─── TEXTAUSZUG

Der Wagnérisme entfaltete sich erwartungsgemäß in erster Linie auf dem Gebiet der Opernkomposition. Die Oper war im 19. Jahrhundert in Paris (anders als in Deutschland) die gesellschaftlich zentrale musikalische Gattung. Die Rezeption der Musikdramen Wagners in Frankreich – vor allem von „Tristan und Isolde“ (UA München 1865) und später „Parsifal“ (Bayreuth 1882) – führten zu der Erkenntnis, dass die traditionelle Oper obsolet war, u. z. weil sie nicht die Logik des Dramas ins Zentrum stellte, sondern die musikalische Form. Die Dominanz der musikalischen Formen zeigt sich z. B. darin, dass aus Gründen der musikalischen Symmetrie im Dialog einzelne Worte, Satzteile usw. wiederholt werden müssen, was dramaturgisch sinnlos ist. Außerdem diente die Arie (als wichtigste Form der alten Oper) vorrangig der Präsentation von Gesangsfertigkeit (Stichwort: Gesangsoper), was ebenfalls zu Konflikten mit der Handlung führt. – Kurzum: Man kam zu der Überzeugung, dass die traditionelle Oper einem höheren, emphatischen Kunstanspruch nicht genügte. In dieser Lage erschien das „Système wagnérien“ vielen als ein Weg, die Krise der Oper zu überwinden und ihr eine Chance als ernstzunehmende theatralische Gattung (neben dem Schauspiel) zu geben. 

Was war innovativ am Musikdrama Wagners gegenüber der französischen (auch italienischen) Oper? Das Drama, d. h. die Handlung, steht im Mittelpunkt. Die Handlung wird in Wagners Musikdrama durch die Musik transportiert, denn im symphonischen Orchestersatz mit seinem Gewebe aus bedeutungstragenden Leitmotiven bildet sich die Handlung ab. Dem dominierenden symphonischen Orchester gesellt sich die Singstimme bei und präzisiert mithilfe der Worte die Handlung. Sie artikuliert sich in einem „sprechenden“ Gesangsstil, der zwischen ariosem und rezitativischem Vortrag steht – die alte Trennung von handlungstragendem Rezitativ und reflektierender Arie, die den Fortgang der Handlung behinderte, ist aufgehoben.

──────

AUFGABE 1 =>
Fassen Sie den Absatz des Textauszugs, der mit „Was war innovativ am Musikdrama Wagners“ beginnt, als Stichpunktliste zusammen und behalten Sie seine wesentlichen Aussagen bei.
AUFGABE 2 =>
Beantworten Sie anhand des Textauszugs kurz:
(a) Welche musikalische Gattung war im 19. Jahrhundert in Paris gesellschaftlich zentral?
(b) Welcher Ort und welches Jahr sind bei „Parsifal“ angegeben?
(c) Zwischen welchen beiden Vortragsarten steht der „sprechende“ Gesangsstil?
AUFGABE 3 =>
Schreiben Sie aus dem Textauszug den Teil ab, der mit „Was war innovativ“ beginnt und mit „Handlung behinderte, ist aufgehoben.“ endet.
Das Material wird hierfür nicht benötigt.

─── GESAMMELTES MATERIAL

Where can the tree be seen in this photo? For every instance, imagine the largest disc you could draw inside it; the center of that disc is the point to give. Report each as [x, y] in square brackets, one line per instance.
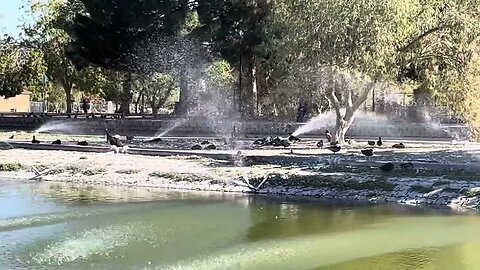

──────

ANTWORTFELD 1 =>
- Im Mittelpunkt steht das Drama, also die Handlung.
- Die Musik transportiert die Handlung. Diese bildet sich im symphonischen Orchestersatz mit seinem Gewebe aus bedeutungstragenden Leitmotiven ab.
- Die Singstimme tritt zum dominierenden symphonischen Orchester hinzu und präzisiert die Handlung mithilfe der Worte.
- Ihr „sprechender“ Gesangsstil steht zwischen ariosem und rezitativischem Vortrag.
- Damit ist die alte Trennung von handlungstragendem Rezitativ und reflektierender Arie aufgehoben, die den Fortgang der Handlung behinderte.

ANTWORTFELD 2 =>
(a) Die Oper.
(b) Bayreuth, 1882.
(c) Zwischen ariosem und rezitativischem Vortrag.

ANTWORTFELD 3 =>
Was war innovativ am Musikdrama Wagners gegenüber der französischen (auch italienischen) Oper? Das Drama, d. h. die Handlung, steht im Mittelpunkt. Die Handlung wird in Wagners Musikdrama durch die Musik transportiert, denn im symphonischen Orchestersatz mit seinem Gewebe aus bedeutungstragenden Leitmotiven bildet sich die Handlung ab. Dem dominierenden symphonischen Orchester gesellt sich die Singstimme bei und präzisiert mithilfe der Worte die Handlung. Sie artikuliert sich in einem „sprechenden“ Gesangsstil, der zwischen ariosem und rezitativischem Vortrag steht – die alte Trennung von handlungstragendem Rezitativ und reflektierender Arie, die den Fortgang der Handlung behinderte, ist aufgehoben.